§ **Listed records**:
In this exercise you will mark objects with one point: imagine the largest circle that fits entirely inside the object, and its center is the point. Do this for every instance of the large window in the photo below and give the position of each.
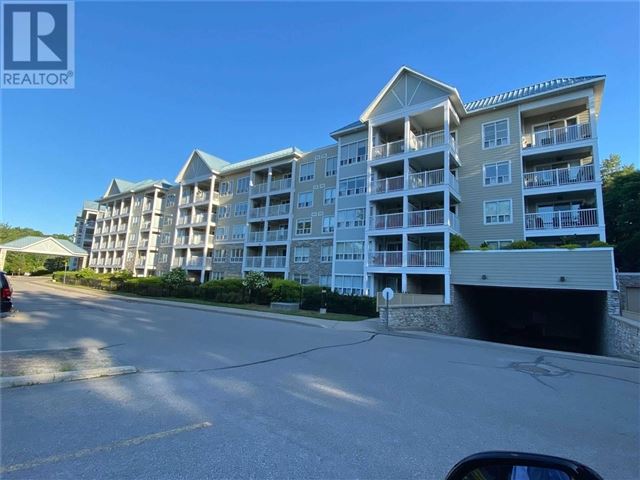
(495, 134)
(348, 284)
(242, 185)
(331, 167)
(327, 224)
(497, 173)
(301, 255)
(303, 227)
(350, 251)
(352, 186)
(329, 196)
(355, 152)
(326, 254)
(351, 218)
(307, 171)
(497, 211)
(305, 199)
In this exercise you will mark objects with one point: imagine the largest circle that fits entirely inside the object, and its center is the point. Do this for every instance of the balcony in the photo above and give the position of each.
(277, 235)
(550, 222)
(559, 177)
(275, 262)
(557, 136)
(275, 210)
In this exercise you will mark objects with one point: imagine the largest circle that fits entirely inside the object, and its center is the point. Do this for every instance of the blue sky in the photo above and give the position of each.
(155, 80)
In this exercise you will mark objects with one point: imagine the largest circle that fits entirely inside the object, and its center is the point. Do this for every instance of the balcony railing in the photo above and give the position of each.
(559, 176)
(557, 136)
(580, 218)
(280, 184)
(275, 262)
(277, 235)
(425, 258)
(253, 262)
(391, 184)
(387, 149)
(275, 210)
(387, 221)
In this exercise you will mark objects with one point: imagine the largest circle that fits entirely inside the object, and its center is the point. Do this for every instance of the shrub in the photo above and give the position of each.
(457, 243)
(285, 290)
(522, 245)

---

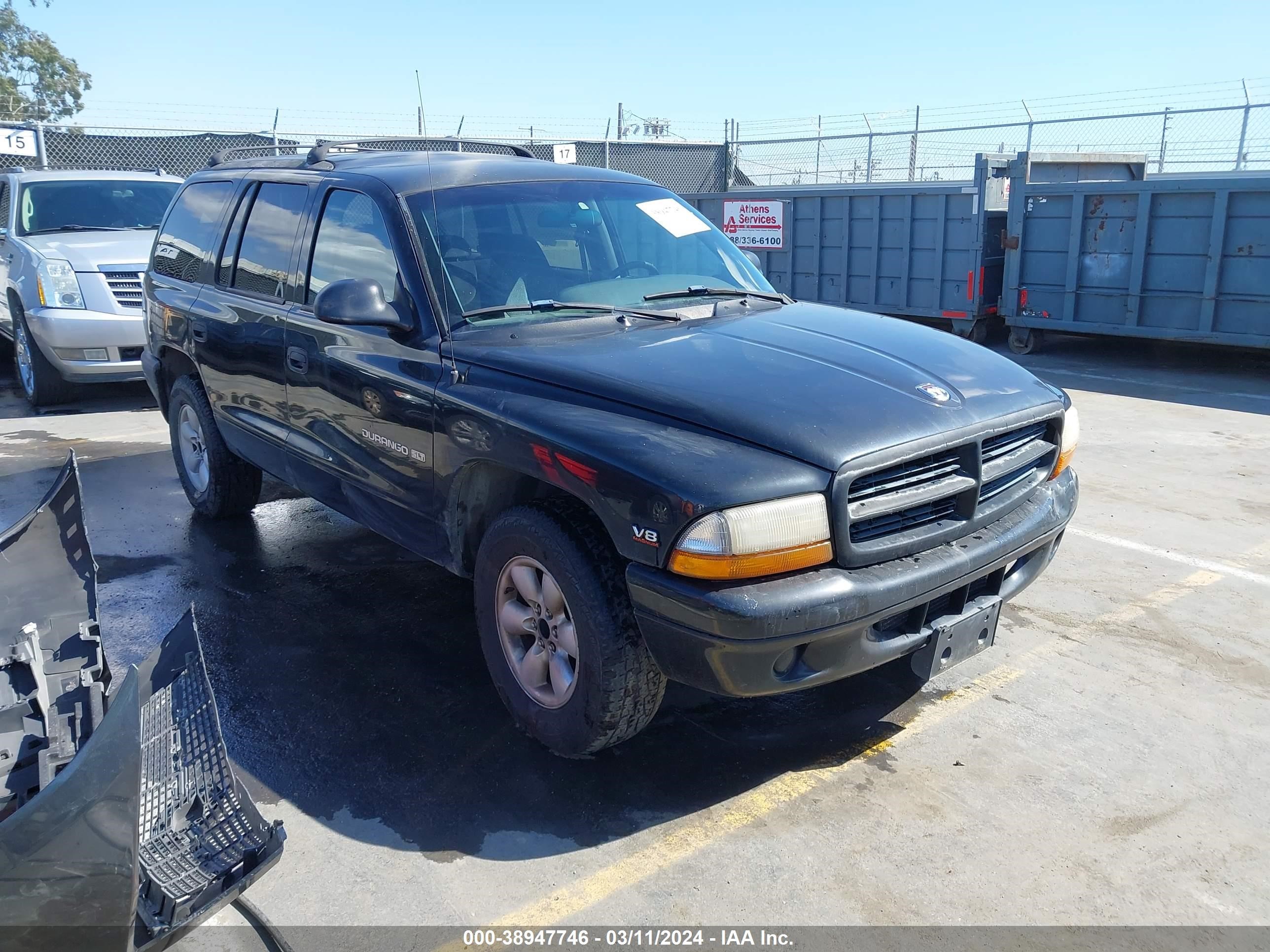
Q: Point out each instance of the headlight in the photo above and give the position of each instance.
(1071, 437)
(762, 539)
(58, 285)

==

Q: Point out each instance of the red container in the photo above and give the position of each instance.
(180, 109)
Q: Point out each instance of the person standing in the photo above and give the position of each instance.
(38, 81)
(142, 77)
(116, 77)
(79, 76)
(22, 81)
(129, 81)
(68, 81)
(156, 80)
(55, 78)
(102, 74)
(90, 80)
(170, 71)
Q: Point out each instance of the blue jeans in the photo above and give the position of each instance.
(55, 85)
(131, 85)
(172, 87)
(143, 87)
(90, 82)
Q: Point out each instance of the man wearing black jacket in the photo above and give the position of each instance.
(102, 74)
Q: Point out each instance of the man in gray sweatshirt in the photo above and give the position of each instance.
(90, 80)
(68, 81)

§ **What the task requires**:
Count the lines in the material above that contain the string "circle". Reply with the number alone.

§ **Task response**:
5